-- Exercise --
Work out how many lines in the entries below contain the string "calyx". Reply with that figure alone.

-- Given data --

%%

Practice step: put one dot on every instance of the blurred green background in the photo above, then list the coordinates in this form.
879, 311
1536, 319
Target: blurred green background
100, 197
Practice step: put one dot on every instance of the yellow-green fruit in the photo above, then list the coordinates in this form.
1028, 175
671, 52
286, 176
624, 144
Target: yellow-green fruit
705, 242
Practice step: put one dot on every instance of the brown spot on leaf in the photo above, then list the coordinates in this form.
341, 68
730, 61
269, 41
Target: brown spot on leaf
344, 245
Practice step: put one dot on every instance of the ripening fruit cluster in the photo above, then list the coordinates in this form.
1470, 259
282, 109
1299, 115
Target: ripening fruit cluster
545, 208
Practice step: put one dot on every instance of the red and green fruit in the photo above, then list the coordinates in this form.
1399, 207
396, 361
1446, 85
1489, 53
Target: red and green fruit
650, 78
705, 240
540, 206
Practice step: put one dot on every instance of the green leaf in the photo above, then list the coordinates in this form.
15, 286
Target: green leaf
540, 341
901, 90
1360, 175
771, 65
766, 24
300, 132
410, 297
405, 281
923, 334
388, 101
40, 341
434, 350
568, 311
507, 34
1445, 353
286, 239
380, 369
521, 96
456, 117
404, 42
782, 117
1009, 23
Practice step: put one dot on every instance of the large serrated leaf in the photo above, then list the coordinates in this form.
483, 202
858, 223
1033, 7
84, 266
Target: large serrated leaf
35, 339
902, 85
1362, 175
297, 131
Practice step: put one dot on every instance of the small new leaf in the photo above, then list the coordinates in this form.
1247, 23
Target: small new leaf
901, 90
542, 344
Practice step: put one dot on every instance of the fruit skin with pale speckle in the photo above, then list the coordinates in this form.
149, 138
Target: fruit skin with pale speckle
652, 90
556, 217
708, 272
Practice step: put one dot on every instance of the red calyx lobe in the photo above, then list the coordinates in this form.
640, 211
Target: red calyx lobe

%%

-- Your solution --
2